(WORK INSTRUCTION): Some lines in the material below hold the word "white". Copy all of them.

------------------------------------------------------------

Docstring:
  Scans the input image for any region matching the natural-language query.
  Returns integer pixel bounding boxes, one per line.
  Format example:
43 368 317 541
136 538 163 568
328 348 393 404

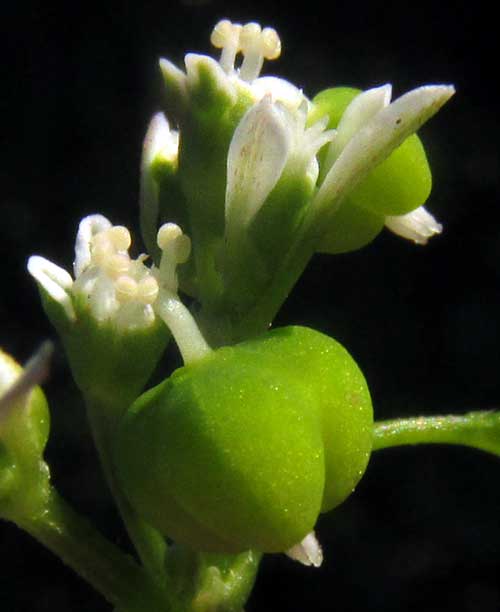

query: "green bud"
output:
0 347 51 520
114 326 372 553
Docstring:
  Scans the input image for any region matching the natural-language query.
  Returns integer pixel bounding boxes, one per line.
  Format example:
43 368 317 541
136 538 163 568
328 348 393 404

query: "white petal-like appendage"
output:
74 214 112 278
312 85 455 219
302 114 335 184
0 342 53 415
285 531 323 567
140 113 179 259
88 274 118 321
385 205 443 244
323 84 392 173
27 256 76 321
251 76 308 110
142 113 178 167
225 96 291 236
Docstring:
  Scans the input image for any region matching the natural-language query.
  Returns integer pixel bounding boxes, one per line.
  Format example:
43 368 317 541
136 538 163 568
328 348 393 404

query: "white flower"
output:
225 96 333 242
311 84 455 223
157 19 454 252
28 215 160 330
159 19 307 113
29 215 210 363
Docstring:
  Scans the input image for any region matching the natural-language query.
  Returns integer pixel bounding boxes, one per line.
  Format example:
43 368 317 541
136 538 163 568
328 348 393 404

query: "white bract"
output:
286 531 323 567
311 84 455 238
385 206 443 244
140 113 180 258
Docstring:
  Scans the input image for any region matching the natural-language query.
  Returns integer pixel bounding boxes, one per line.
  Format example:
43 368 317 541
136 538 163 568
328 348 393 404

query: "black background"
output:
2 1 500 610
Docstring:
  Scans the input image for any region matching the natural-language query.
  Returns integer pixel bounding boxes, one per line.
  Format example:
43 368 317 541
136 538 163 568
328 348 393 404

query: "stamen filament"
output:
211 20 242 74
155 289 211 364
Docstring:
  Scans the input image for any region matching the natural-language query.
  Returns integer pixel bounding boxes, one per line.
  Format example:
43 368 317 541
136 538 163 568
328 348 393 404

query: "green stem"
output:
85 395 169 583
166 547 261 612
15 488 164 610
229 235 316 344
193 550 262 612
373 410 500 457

------------------------------------------------------------

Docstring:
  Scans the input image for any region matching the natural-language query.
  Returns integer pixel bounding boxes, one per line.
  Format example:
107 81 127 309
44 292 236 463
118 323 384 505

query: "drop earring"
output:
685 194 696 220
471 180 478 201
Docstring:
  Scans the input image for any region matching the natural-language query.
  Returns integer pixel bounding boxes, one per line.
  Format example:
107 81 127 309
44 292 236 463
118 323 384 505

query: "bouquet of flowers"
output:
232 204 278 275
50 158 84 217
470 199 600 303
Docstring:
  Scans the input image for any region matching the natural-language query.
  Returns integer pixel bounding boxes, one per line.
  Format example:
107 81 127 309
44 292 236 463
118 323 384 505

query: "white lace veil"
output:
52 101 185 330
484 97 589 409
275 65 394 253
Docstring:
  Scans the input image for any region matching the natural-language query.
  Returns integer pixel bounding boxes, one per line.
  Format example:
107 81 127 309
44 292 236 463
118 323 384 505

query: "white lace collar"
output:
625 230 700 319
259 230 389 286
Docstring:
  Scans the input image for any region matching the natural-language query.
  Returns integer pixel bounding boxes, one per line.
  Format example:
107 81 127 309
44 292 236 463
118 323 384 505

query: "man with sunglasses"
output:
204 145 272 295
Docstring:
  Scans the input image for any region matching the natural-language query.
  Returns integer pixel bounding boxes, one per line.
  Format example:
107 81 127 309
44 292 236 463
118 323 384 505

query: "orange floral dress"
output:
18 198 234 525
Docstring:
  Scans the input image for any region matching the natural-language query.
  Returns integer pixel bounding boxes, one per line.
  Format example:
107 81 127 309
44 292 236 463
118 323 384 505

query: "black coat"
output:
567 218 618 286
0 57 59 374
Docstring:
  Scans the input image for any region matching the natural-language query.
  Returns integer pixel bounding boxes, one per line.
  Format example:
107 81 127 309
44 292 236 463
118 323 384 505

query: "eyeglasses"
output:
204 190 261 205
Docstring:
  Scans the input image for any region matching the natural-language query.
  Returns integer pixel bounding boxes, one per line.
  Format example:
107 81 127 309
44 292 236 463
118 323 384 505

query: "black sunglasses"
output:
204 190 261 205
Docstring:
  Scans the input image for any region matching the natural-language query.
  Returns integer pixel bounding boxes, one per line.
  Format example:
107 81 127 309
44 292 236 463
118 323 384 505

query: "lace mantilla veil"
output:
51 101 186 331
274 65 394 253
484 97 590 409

------------------------------------------------------------

(RESULT OF THIS EXERCISE):
query: "white petal-like appendage"
query: "white flower"
query: "white bract"
query: "white lace veil"
query: "white lace collar"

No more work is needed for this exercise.